> What to work on
Please rewrite the items below with every "instance" changed to "occurrence" and nothing else altered, and omit the pictures from your version.

[start]

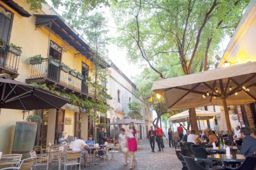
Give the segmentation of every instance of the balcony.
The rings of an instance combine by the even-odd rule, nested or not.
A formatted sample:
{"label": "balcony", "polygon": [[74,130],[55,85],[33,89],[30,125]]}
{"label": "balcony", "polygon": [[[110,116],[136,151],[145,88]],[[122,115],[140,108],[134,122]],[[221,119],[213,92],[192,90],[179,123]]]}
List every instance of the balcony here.
{"label": "balcony", "polygon": [[60,67],[53,64],[50,60],[44,59],[41,63],[30,65],[29,78],[26,83],[46,83],[58,87],[57,90],[64,90],[68,94],[75,94],[82,98],[91,98],[93,93],[84,84],[84,77],[81,80]]}
{"label": "balcony", "polygon": [[0,74],[7,73],[13,78],[19,75],[20,52],[7,46],[0,46]]}

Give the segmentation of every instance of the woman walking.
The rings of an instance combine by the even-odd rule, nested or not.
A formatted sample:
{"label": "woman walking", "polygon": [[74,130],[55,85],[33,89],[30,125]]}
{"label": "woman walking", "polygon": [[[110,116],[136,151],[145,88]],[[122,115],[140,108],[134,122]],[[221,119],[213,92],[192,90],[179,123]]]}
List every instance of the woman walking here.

[end]

> Output of the task
Give the segmentation of every occurrence of the balcony.
The rings of an occurrence combine by the even-odd rule, nested or not.
A formatted sample:
{"label": "balcony", "polygon": [[74,130],[55,85],[33,89],[30,125]]}
{"label": "balcony", "polygon": [[[110,116],[136,151],[145,88]],[[122,115],[140,108],[134,122]],[[221,119],[213,92],[192,90],[179,123]]]}
List every occurrence of the balcony here.
{"label": "balcony", "polygon": [[60,67],[53,64],[50,60],[44,59],[41,63],[30,65],[29,78],[26,83],[46,83],[58,87],[57,90],[64,90],[68,94],[75,94],[82,98],[91,98],[93,93],[84,84],[84,77],[81,80]]}
{"label": "balcony", "polygon": [[0,74],[7,73],[13,78],[19,75],[20,52],[7,46],[0,46]]}

Give the segmentation of every occurrence of the woman walking.
The rings of an occurrence combine by the even-odd rule, nested or not.
A formatted sample:
{"label": "woman walking", "polygon": [[74,130],[55,85],[33,89],[30,125]]}
{"label": "woman walking", "polygon": [[[110,116],[136,151],[145,88]],[[122,115],[140,108],[134,122]],[[221,119],[213,92],[192,90],[179,123]]]}
List every occurrence of the woman walking here.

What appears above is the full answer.